**WHAT IS REQUIRED**
Please extend the commentary on Sarah Palin's "department of law" remark and the FBI's interrogations of Saddam Hussein, starting right after its final sentence.

**GIVEN PASSAGE**
* * *

"Your Department of Law"


Kate Snow of ABC News scores the Big Get with Sarah Palin, and elicits this amazing quotation:

as for whether another pursuit of national office...would result in the same political blood sport, Palin said there is a difference between the White House and what she has experienced in Alaska. If she were in the White House, she said, the "department of law" would protect her from baseless ethical allegations.

"I think on a national level, your department of law there in the White House would look at some of the things that we've been charged with and automatically throw them out," she said.


Snow's droll, too-true follow-up line:
There is no "Department of Law" at the White House.

What there is is a legal counsel. He or she counsels but does not "throw" anything "out."

Ten years ago, it was de rigueur for news organizations to go to every Democrat under the sun and press them on their views of Bill Clinton's carrying on with Monica Lewinsky. May we expect the same full-court press on every Republican, to see how they feel about having campaigned, not so long ago, to put this woman one 73-year-old heartbeat away from the Oval Office?

Shall we hear more from Bill Kristol, he who granted his imprimatur to the Governor way back when she was peaceably ensconced in Juneau?

Or Ross Douthat, who on Monday informed his NYT readers that "Sarah Palin represents the democratic ideal -- that anyone can grow up to be a great success story without graduating from Columbia and Harvard." And that: "Sarah Palin is beloved by millions because her rise suggested, however temporarily, that the old American aphorism about how anyone can grow up to be president might actually be true."

Greg Marx at CJR refutes Douthat's faux populism. Sarah Palin is beloved by the Republican base, period. There's no evidence that anyone else loves her (besides Tina Fey and comedy-lovers everywhere).

Truth is, anyone can be a great success story on the op-ed page of the NYT even if he's been to Harvard.

Come Clean


One telling moment in Scott Shane's NYT piece on the FBI's 2004 interrogations of Saddam Hussein, just released through the invaluable labors of the National Security Archive, is this FBI summary trying to explain why Saddam wanted to thwart UN inspections and cover up his non-possession of WMD. This is not brand new stuff, but still revelatory. Saddam told the FBI he

was more concerned about Iran discovering Iraq's weaknesses and vulnerabilities than the repercussions [from] the United States for his refusal to allow U.N. inspectors back into Iraq. [Inspections] would have directly identified to the Iranians where to inflict maximum damage to Iraq.

* * *

**DATA EXTRACTS**
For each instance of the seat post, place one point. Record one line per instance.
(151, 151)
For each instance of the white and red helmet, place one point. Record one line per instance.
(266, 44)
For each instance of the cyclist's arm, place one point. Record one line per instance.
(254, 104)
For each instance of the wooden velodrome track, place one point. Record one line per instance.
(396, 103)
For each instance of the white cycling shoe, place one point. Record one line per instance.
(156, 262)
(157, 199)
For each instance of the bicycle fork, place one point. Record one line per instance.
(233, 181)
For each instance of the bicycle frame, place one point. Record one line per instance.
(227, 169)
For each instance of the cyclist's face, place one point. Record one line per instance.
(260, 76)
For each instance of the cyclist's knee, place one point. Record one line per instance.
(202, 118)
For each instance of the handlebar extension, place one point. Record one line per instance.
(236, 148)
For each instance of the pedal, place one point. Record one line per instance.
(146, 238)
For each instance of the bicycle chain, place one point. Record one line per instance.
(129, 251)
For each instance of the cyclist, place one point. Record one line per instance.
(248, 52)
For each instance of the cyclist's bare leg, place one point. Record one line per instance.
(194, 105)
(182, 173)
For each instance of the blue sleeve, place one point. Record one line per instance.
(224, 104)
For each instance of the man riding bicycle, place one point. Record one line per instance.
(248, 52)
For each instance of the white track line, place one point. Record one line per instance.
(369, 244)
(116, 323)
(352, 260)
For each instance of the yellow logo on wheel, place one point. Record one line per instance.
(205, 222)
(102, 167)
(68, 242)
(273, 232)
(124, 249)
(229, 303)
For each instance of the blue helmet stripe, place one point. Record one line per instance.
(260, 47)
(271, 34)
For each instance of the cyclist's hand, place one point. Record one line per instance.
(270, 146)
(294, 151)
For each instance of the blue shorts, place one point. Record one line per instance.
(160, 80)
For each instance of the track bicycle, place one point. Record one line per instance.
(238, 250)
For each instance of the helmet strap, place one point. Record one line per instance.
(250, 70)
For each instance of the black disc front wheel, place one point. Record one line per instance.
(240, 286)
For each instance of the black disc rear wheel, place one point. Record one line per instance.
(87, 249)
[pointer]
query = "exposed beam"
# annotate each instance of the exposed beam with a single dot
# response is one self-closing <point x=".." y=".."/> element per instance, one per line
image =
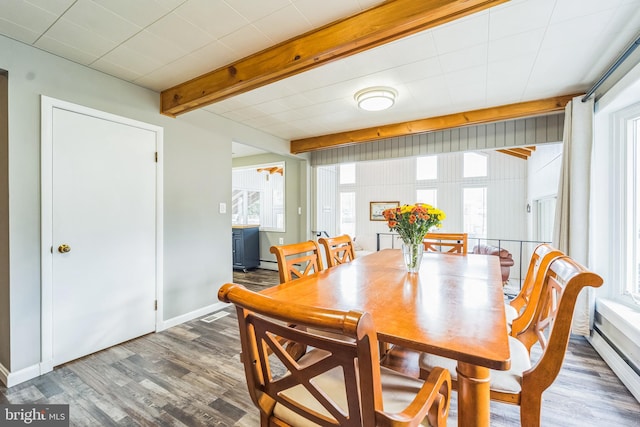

* * *

**REPLY**
Shane then quotes the US's former chief weapons inspector, Charles A. Duelfer, attempting to explain why Saddam would have wanted to fake WMD possession. Evidently it did not occur to the geniuses then on a mission to run American foreign policy for God that Saddam, having warred with Iran at the cost of millions of casualties for eight years, might fear the Islamic Republic.

"We did not appreciate how large the threat of Iran loomed in [Saddam's] thinking," Mr. Duelfer said, calling the United States' understanding of Iraq in 2003 "cartoonish."

This insult to the subtlety of the Road Runner and Wile E. Coyote must not be allowed to stand.

But seriously, the FBI documents, though remarkable, are incomplete. The redacted sections are voluminous, and whatever appeared there is intended to remain classified until 2034. What are the subjects closed to investigation until then? The National Security Archive says:

Not included in these FBI reports are issues of particular interest to students of Iraq's complicated relationship with the U.S. - the reported role of the CIA in facilitating the Ba'ath party's rise to power, the uneasy alliance forged between Iraq and the U.S. during the Iran-Iraq war, and the precise nature of U.S. views regarding Iraq's chemical weapons policy during that conflict, given its contemporaneous knowledge of their repeated use against Iranians and the Kurds....This series of interviews also does not address chemical warfare in Kurdish areas of Iraq in 1987-1988, although an FBI progress report says Saddam was questioned on the topic.

I suppose it's a backhanded tribute to the new-era FBI that the redactions are whited-- rather than blacked--out. But that's not quite the change we had the right to expect from the transparency-claiming Obama administration.

Bring out the rest of this history, people. We have a right to know.

Leadership


Al Kamen, via Michael Crowley, offers up this spectacular piece of Americana: there is a General Tommy Franks Leadership Institute and Museum.

If it merges with the Bernard Madoff Leadership Institute and Museum to form the Bernie-Tommy Leadership Institute and Museum, it could brand itself with the motto: It Looked Great Until We Tanked.

But that, of course, would be unfair to Gen. Franks. Madoff knew what he was doing.

Barak Bearing Gifts


A well-informed friend writes from Tel Aviv "of the shame of Ehud Barak as a servant of Bibi. Mitchell refused to meet Bibi because he refused to accept a freeze on building in the settlements. Today Barak leaves for Washington as a middleman," to meet with Mitchell. "He comes with an offer: A freeze of 3 months. Everybody knows that 3 months - when one builds hundreds of houses, streets, infrastructure - is nothing. Sometimes it is what one has to wait just for the plumbing company to finish another project. But the cheating that enabled the building of the project of settlement goes on: If one reads the small print in Barak's 'new offer' it says" (according to Yedioth Ahronoth):

Barak would propose that a three-month moratorium would not cover some 2,000 buildings under construction in West Bank enclaves. Work on homes for Jews in Arab East Jerusalem also would continue.

Reuters, which moved a story about the small print, also says:

U.S. officials said Washington was considering making allowances for some structures nearing completion.

The AP has this:

"The stalemate with Israel will continue if settlement growth does not stop," said Nabil Abu Rdeneh, an aide to Western-backed Palestinian President Mahmoud Abbas.

Isn't the U. S. in its fifth decade of "making allowances" for West Bank settlements? Isn't it past time to cut off the allowances?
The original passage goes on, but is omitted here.